-- Document excerpt start --

Friday, February 20, 2009

Trash & Treasure - Messages in the Mess


Lately on morning walks, I often wish I had remembered to bring along a bag in which to collect trash. Earlier this week while walking and wishing, I heard a honk from behind me. On cue, Jerry stopped and yes, had a bag, one of our many cloth ones, in his truck.

Within a half mile of foraging, this modern day hunter/gatherer's bounty included a filled bag as well as a portion of a car fender which I carried in my free hand. This probably didn't qualify as legitimate foraging. Foraging implies hunting. I took no more than three steps from the sidewalk to pick up each item collected.
The most unusual of my finds were the smallest and largest objects, a tiny pink pacifer lost possibly by a strolled child and a car fender, black and plastic with a partial frame still attached on the backside.

Walking along, I studied the fender. Suddenly I realized its shape was that of a head, the metal frame being the open jaws of an animal. Curious as to what else I might discover, upon returning home I laid out my collection to find a telling assortment of things, a collage to our petroleum-based culture.

As the photo shows, I had an assortment of 'pacifiers,' a myriad of food related ways in which we potentially pacify oursevles from candy, beer and soft drinks to the more health conscious water and nuts. I'm not anit-eating or any of the above food stuffs, but it only took a moment to realize my mess held many messages.

Seen symbolically the jaw-like frame represents the dying industrial beast we've collectively created consuming without consciousness as to what we put into our bodies as well as into the Earth and the atmosphere.

Of course, most everything I collected was packaging. Only a short time ago, foods were packaged in their skins and peels which were often eaten for nutritional value. (Now we buy vegetable washes to remove chemicals from the peels and place them in garbage disposals or garbage cans.) From magazine covers and runway models to boxes and containers, we've become a packaging oriented society. Outer's been valued more than inner.

-- Document excerpt end --
-- Excerpted records start --

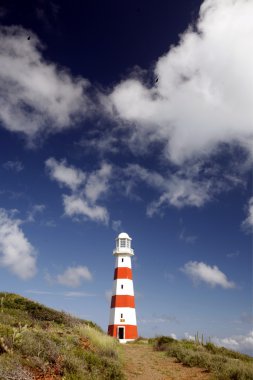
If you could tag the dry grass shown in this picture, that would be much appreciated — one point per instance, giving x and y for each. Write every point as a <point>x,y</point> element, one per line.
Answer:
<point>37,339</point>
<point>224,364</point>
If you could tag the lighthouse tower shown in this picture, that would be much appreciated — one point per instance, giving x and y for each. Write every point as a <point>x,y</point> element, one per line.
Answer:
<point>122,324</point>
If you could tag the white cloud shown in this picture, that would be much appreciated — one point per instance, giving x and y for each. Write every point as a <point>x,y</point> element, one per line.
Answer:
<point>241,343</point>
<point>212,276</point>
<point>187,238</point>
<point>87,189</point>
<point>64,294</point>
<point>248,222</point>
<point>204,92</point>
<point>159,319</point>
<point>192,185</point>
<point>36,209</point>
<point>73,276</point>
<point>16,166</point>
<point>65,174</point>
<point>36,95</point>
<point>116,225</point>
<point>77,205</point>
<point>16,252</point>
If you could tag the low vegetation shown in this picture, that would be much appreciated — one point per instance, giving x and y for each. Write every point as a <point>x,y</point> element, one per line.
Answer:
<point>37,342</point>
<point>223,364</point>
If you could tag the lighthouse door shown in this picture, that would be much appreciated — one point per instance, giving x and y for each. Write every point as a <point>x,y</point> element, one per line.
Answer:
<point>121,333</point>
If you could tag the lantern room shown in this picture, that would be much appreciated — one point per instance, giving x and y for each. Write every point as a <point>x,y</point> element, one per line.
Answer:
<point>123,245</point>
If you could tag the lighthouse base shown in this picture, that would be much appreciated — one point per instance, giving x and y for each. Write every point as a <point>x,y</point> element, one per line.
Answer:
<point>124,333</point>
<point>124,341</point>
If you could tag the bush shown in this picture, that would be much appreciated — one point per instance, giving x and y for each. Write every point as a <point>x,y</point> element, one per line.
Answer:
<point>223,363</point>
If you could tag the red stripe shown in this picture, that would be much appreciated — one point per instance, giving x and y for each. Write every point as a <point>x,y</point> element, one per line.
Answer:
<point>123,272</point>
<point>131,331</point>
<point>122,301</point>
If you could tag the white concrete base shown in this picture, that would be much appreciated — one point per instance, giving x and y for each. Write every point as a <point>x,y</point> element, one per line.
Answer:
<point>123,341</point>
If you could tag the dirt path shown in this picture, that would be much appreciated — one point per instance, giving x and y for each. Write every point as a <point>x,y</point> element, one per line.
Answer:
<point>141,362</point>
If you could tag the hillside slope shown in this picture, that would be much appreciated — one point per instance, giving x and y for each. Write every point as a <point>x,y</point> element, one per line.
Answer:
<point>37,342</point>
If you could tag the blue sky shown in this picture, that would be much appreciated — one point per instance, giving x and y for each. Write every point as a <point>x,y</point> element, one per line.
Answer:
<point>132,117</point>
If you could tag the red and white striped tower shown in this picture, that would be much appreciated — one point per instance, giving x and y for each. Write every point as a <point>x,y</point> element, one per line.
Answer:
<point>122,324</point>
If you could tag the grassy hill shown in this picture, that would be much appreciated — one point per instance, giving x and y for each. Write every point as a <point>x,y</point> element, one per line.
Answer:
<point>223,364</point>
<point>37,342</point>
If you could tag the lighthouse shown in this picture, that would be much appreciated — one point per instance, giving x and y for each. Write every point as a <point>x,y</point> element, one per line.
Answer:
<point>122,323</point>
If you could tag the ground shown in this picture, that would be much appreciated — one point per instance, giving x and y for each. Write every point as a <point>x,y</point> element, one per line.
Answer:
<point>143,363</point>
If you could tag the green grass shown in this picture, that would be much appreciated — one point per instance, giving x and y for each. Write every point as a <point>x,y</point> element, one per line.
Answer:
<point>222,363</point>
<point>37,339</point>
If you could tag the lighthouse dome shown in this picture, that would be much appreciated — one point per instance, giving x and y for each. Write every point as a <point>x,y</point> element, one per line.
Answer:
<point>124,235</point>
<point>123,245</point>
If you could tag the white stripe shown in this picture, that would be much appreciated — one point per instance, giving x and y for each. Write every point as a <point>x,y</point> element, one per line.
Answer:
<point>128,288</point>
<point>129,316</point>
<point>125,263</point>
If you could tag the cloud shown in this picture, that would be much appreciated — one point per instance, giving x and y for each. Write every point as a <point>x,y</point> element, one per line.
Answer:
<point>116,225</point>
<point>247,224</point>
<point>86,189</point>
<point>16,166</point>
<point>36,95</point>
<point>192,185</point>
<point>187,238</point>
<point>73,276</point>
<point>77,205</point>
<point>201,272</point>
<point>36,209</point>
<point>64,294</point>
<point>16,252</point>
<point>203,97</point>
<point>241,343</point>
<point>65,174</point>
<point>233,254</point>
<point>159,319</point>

-- Excerpted records end --

*To-do list*:
1. In the blog post about collecting trash on a morning walk, what were the smallest and largest objects found?
2. Extend the blog post about collecting trash on a morning walk, picking up after its final sentence.

*Responses per task*:
1. The smallest was a tiny pink pacifier, and the largest was a black plastic car fender with part of its frame still attached.

2.
The products my imaginal animal consumes makes me also consider what we now produce and how we value production. We formerly valued the hand-made. We needed it for survival whether it was crafted, quilted, grown, sewn or thrown (as in pottery). More recently we've valued the technical, which allows me to write and send this story around the globe in seconds. The hand-made has morphed into the hand-held ie. the cell phone, computer and gaming devices through which we text, twitter, facebook with friends in this dimension and face-off with x-box creatures from other dimensions.

The value of products is determined by how much a share of stock increases which is connected to cheap labor (from those worlds away) and materials (from earth) rather than how inter-connected something is to the web of life or its true nutritional value if it's a food product in the case of my collage.

As I thought the messages in the mess were exhausted, I realized the deeper message. What if the imaginal beast is spitting out what it no longer wants, not just spewing packaging into landfills, but saying, "Enough. Come on, people, quit competing and controlling. Get cooperative and creative. Get out of the package of small mind. Break open the package of your unused capacities."
Then I got another level of the mess. My car fender beast is black, representative of our shadow (unconsidered actions) but also symbolic of the void from which all new form arises when we marry consciousness and creativity thoughfully. The tiny pink pacifier represents the birthing or rising feminine energy present in men and women as we open to learning from one another and working relationally and collaboratively.
The treasures in my trash or the messages in what I considered a mess reveal the Old Story giving birth to the New Story which is the Whole Story, not a story of black and white or good and bad, but a beautifully evolving story. Through our consciousnesswe've participated in being the beast and through consciousness we're birthing another part of the story.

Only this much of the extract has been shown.